→ Task to carry out:
Reproduce every one of the lines below word for word, without changing anything.

[Dataset rows]
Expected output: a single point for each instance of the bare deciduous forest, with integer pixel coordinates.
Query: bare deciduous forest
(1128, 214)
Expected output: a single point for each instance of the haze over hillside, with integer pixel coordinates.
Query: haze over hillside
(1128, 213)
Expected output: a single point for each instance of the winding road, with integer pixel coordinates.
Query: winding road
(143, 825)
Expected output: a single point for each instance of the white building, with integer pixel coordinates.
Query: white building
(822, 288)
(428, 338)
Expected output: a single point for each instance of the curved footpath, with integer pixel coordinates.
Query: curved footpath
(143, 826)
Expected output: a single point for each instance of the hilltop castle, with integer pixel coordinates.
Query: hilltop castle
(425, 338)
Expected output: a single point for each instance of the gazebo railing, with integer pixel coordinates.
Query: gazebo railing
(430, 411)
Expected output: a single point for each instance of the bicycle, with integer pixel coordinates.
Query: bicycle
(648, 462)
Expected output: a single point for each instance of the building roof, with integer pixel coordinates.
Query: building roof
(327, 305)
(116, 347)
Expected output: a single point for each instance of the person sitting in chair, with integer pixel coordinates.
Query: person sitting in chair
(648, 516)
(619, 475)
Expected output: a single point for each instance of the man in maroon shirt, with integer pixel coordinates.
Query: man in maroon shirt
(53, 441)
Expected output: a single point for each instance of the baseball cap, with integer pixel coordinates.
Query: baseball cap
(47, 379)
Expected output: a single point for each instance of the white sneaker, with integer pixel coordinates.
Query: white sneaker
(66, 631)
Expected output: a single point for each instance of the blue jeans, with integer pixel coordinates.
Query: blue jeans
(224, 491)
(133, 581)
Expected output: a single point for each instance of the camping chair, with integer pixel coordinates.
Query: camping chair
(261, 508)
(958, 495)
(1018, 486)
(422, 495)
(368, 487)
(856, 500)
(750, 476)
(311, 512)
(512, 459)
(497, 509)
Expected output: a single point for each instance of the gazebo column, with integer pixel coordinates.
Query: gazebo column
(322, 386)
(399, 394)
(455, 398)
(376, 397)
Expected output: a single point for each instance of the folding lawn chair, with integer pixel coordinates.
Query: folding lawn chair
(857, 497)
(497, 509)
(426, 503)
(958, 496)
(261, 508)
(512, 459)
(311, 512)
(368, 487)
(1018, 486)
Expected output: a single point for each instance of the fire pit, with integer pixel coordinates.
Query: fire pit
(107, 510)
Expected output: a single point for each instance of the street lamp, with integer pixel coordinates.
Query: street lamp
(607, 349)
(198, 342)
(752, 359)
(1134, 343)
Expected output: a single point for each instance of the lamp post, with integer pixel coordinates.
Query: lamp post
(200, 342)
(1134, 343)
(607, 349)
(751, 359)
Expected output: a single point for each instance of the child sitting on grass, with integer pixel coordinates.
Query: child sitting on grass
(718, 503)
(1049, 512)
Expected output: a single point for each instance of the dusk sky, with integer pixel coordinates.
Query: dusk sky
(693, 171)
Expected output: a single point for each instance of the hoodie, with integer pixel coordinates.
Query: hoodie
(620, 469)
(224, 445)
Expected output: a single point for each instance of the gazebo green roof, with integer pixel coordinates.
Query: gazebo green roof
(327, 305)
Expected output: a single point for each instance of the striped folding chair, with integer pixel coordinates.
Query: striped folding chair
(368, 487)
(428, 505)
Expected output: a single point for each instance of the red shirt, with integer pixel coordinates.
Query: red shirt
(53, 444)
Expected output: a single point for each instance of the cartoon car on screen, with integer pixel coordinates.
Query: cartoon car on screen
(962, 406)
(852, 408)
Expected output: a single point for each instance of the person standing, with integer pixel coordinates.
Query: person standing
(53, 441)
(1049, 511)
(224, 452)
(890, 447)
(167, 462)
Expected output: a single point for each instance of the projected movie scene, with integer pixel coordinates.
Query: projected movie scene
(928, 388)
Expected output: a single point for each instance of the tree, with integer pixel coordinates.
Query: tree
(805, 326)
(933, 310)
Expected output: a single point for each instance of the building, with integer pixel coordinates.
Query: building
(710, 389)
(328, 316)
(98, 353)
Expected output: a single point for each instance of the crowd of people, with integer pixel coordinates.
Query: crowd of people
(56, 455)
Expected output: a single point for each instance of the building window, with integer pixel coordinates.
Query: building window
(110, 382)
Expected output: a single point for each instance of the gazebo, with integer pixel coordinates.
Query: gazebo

→ Exercise answer:
Expected output: a single point for each instance of the bare deciduous forest, with integer pixel coordinates.
Query: bare deciduous forest
(1128, 214)
Expected output: a single point for each instance of the haze over hillside, with integer pixel coordinates.
Query: haze over hillside
(1128, 213)
Expected output: a single point for each instance of the winding road, with integer pixel coordinates.
Query: winding road
(143, 825)
Expected output: a single point for each instance of the white building, with integer pixel coordinates.
Query: white building
(822, 288)
(428, 338)
Expected output: a single point for each instance of the curved footpath, with integer pixel coordinates.
Query: curved footpath
(143, 826)
Expected output: a single point for each instance of the hilltop castle, with integer pixel coordinates.
Query: hilltop castle
(425, 338)
Expected output: a single point for each instance of the gazebo railing, with integer pixel coordinates.
Query: gazebo railing
(430, 411)
Expected output: a single point for each instance of the bicycle, with integer pixel coordinates.
Query: bicycle
(648, 462)
Expected output: a single point for each instance of the building roof, with integer pixel coordinates.
Query: building roof
(327, 305)
(116, 347)
Expected output: a single point for each instance of the person sitting in chair, with integer pixel coordinates.
Query: person sitting in chair
(648, 516)
(619, 475)
Expected output: a single point for each instance of the man in maroon shirt, with integer pixel coordinates.
Query: man in maroon shirt
(53, 441)
Expected output: a single point for each instance of the baseball cap, with integer pixel coordinates.
Query: baseball cap
(47, 379)
Expected output: a single point for each instance of the white sneaker, with integer pixel coordinates.
Query: white sneaker
(66, 631)
Expected output: a single point for each instance of the blue jeans, with integer pixel coordinates.
Query: blue jeans
(224, 491)
(133, 581)
Expected output: a single point for each instance of the camping chair, with integer pixel coordinates.
Query: camping chair
(261, 508)
(958, 495)
(1018, 486)
(422, 495)
(368, 487)
(856, 500)
(750, 476)
(311, 512)
(512, 459)
(497, 509)
Expected output: a single point for each instance of the gazebo column, with integer pixel coordinates.
Query: gazebo column
(322, 386)
(399, 394)
(455, 398)
(376, 397)
Expected output: a single point for each instance of the folding lawn chair, with integer pixel coordinates.
Query: folding lawn chair
(857, 497)
(497, 509)
(426, 503)
(958, 496)
(261, 508)
(512, 459)
(311, 512)
(368, 487)
(1018, 486)
Expected output: a single point for each instance of the fire pit, with integer pixel coordinates.
Query: fire pit
(107, 510)
Expected output: a single point for each instance of the street lamp, with integer pixel coordinates.
Query: street lamp
(607, 349)
(198, 342)
(752, 359)
(1134, 343)
Expected output: a single point for each instance of the lamp post, with integer pixel coordinates.
Query: lamp post
(200, 342)
(1134, 343)
(607, 349)
(751, 359)
Expected output: a single point for each instance of the child sitting on grass, with integer pixel coordinates.
Query: child sitting on grass
(718, 503)
(1049, 512)
Expected output: a single point for each instance of the dusk sky, with integer pixel coordinates.
Query: dusk sky
(693, 171)
Expected output: a single point for each instance of the hoodie, with integer pixel coordinates.
Query: hoodie
(620, 469)
(224, 445)
Expected output: a single point for each instance of the gazebo green roof, with integer pixel coordinates.
Query: gazebo green roof
(327, 305)
Expected output: a single point for each instance of the striped folding chair, with integer pixel coordinates.
Query: striped folding chair
(368, 487)
(428, 505)
Expected output: a single point for each instance of the red shirt, with integer pixel coordinates.
Query: red shirt
(53, 444)
Expected output: a single point for each instance of the cartoon car on screen, with integer pixel coordinates.
Query: cartoon car on screen
(962, 406)
(852, 408)
Expected output: a single point for each instance of the person standing, with integer pixel coordinates.
Query: person standing
(53, 441)
(1049, 511)
(224, 452)
(890, 447)
(167, 462)
Expected output: a single point for each instance of the projected movie scene, with integer pixel coordinates.
Query: projected movie scene
(928, 388)
Expected output: a single point for each instance of the tree, with integer pixel coordinates.
Query: tree
(805, 326)
(933, 310)
Expected output: a single point for each instance of the building, with integer pixel coordinates.
Query: building
(710, 389)
(328, 316)
(98, 353)
Expected output: a single point for each instance of the crowd of people, with integer pixel coordinates.
Query: crowd of people
(56, 455)
Expected output: a single point for each instance of the building window, with integer pixel coordinates.
Query: building window
(110, 382)
Expected output: a single point for each instance of the gazebo, with integer pixel coordinates.
Query: gazebo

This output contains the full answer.